→ **Фрагмент текста**
━━━━━━━━

УЧИТЕЛЯ ПО ИСКУССТВУ

    Школа Верроккьо помогла Леонардо развернуться в великого мастера, и Леонардо с какого-то момента даже еще пребывания у Верроккьо уже расходится с ним в направлениях, продолжает линию собственного творчества и становится несоизмерим со своим учителем.

    Но у Леонардо мы не встречаем учеников, перешагнувших учителя и создавших свои школы. Действительно, все так называемые "леонардески" представляют собою не больше, как пародию на оригиналы.

    В том-то и дело, что великие мастера в своем творчестве достигают такой законченности, что продолжение их линии становится невозможным. Они обрывают собой целый исторический период, а каждое их произведение является резко отличным этапом их роста. Средний мастер ровен, гладок и не знает ошибок, великий – взрывчат, подъемы и спады – это его нормальный путь; одна ошибка Леонардо полезнее для потомства, чем целый ворох благополучия хотя бы у того же Рубенса.

━━━━━━━━

→ **Исходные данные**

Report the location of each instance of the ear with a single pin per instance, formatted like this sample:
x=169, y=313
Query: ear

━━━━━━━━

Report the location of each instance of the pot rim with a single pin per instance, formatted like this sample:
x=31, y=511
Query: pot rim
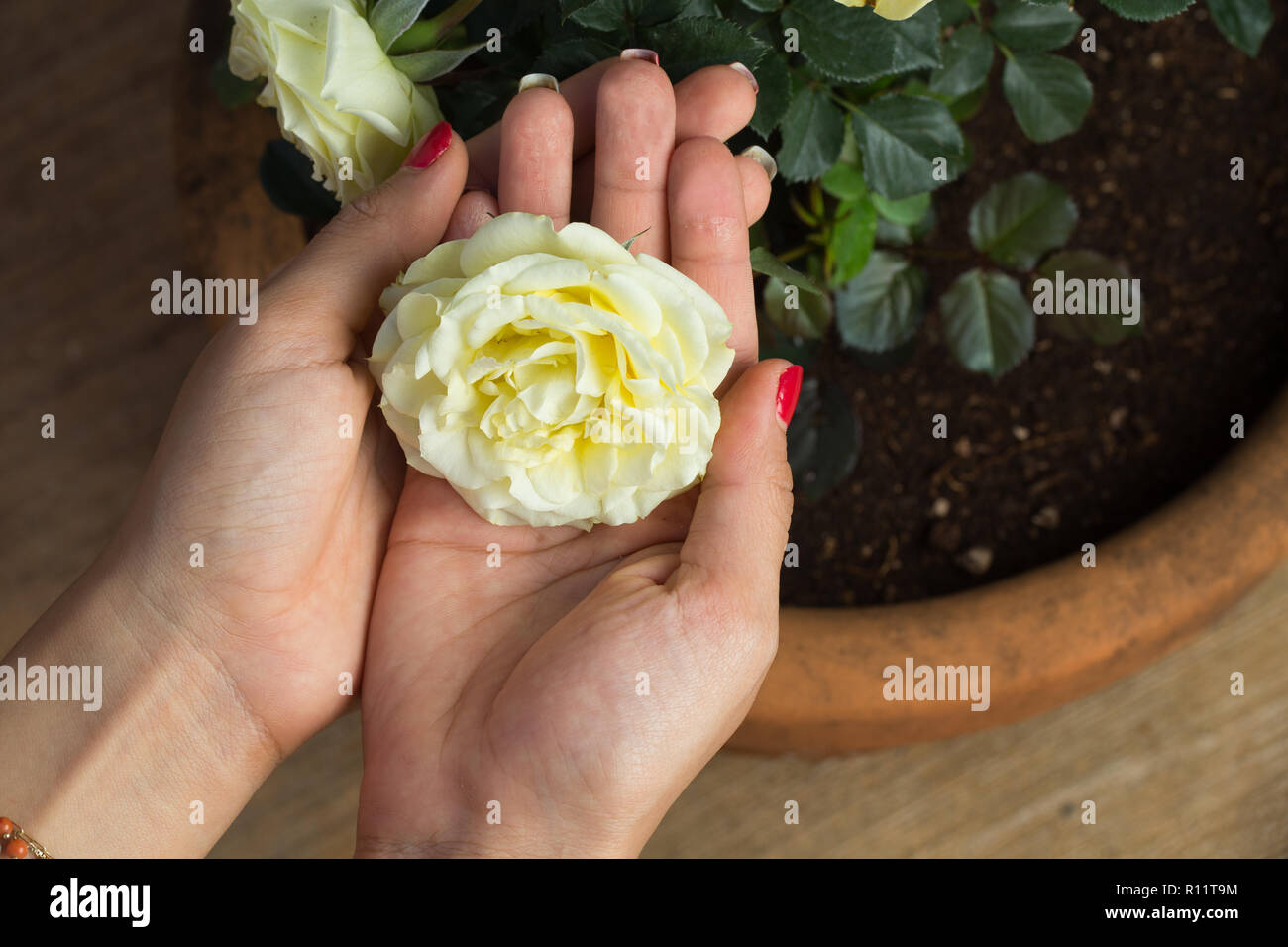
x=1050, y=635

━━━━━━━━

→ **Задания**
A. Согласуются ли с текстом о Леонардо следующие утверждения: (i) ученики Леонардо создали собственные школы; (ii) средний мастер не знает ошибок; (iii) Леонардо начал расходиться с Верроккьо в направлениях еще во время пребывания у него? На каждое ответьте «да» или «нет» и приведите точной цитатой слова текста, которые это решают.
B. Перепишите без изменений строки записей, начиная со строки, содержащей «Report the location of each instance of the pot», и заканчивая строкой, содержащей «x=1050, y=635», включая обе; изображения в ответ не включайте.
Текст и записи никак не связаны друг с другом.

→ **Ответы по порядку**
A.
(i) Нет: «Но у Леонардо мы не встречаем учеников, перешагнувших учителя и создавших свои школы».
(ii) Да: «Средний мастер ровен, гладок и не знает ошибок».
(iii) Да: «Леонардо с какого-то момента даже еще пребывания у Верроккьо уже расходится с ним в направлениях».

B.
Report the location of each instance of the pot rim with a single pin per instance, formatted like this sample:
x=31, y=511
Query: pot rim
x=1050, y=635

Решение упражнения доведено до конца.